Reading text:

Monica Wojciechowska

Was fortunate enough to have trained with the amazing people of RGA Tarifa when in Spain this past November :)

I’ve been training Brazilian Jiu Jitsu for half a year now and still hooked. Jiu jitsu’s really been a life saver during the long, grey winter months of Northern Poland (not to mention the best addition to my travels to Tarifa, Spain and San Diego, California this past fall!). In my perspective, jiu jitsu is really the perfect recipe for maintaining a healthy mind and body:

  • challenging mentally and physically - forces you to think
  • helps you build endurance, strength, and flexibility
  • live contact with people (and supportive, welcoming community) - especially important in a work-from-home world
  • fresh air and some Vitamin D thanks to biking to training
  • fosters creativity and problem solving abilities - when someone is choking you and you have to find a way out, you suddenly gain new perspective into dealing with other situations in life when you feel like someone or something is choking you out

I think it’s often true in life that the more you do something, the more you like it. Ideally, you do it because you like it. You gradually get better because you consistently do it. And the better you are, the more you like it, and the more you want to keep doing it. If you’ve found the right thing to like and to improve at, this is a beautiful cycle! Here are some of my main takeaways during my time of doing, liking, and learning:

  • It’s not necessarily about action→reaction as much as it is about establishing and maintaining control. Don’t seek to respond to what they have done. Seek to regain control. Make it a game on your terms instead of a game on theirs.
  • Table principle - a table with 4 legs stands firm, a table with 3 still stands, but less firmly, a table with only 2 falls. If you want the table to fall, take away two of its legs. If you are the table, don’t let *your “*legs” be taken away.

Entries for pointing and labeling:
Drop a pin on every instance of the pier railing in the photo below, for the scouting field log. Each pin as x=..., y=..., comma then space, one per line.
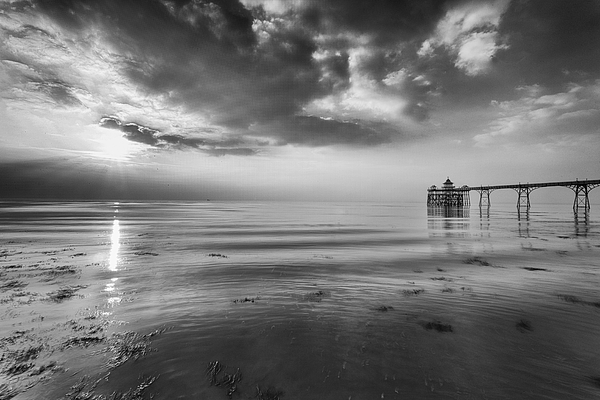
x=581, y=188
x=459, y=197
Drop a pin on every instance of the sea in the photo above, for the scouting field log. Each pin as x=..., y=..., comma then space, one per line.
x=285, y=300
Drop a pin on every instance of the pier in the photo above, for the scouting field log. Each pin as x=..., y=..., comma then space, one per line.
x=450, y=196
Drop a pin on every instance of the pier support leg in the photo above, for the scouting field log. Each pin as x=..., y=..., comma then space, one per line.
x=484, y=198
x=523, y=199
x=582, y=200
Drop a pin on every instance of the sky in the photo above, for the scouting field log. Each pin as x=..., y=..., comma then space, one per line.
x=328, y=100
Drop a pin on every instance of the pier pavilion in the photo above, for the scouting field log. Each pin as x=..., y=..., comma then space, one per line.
x=448, y=195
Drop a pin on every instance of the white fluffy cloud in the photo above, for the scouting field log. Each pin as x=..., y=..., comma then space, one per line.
x=470, y=33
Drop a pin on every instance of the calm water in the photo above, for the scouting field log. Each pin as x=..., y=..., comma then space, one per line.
x=314, y=301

Exercise set:
a - According to the jiu jitsu post, how long has the writer been training Brazilian Jiu Jitsu?
b - From the jiu jitsu post, extract the passage starting with "I think it’s" and going on through "game on theirs.".
The records have no role here.

Task-by-task solutions:
a - Half a year.

b -
I think it’s often true in life that the more you do something, the more you like it. Ideally, you do it because you like it. You gradually get better because you consistently do it. And the better you are, the more you like it, and the more you want to keep doing it. If you’ve found the right thing to like and to improve at, this is a beautiful cycle! Here are some of my main takeaways during my time of doing, liking, and learning:

  • It’s not necessarily about action→reaction as much as it is about establishing and maintaining control. Don’t seek to respond to what they have done. Seek to regain control. Make it a game on your terms instead of a game on theirs.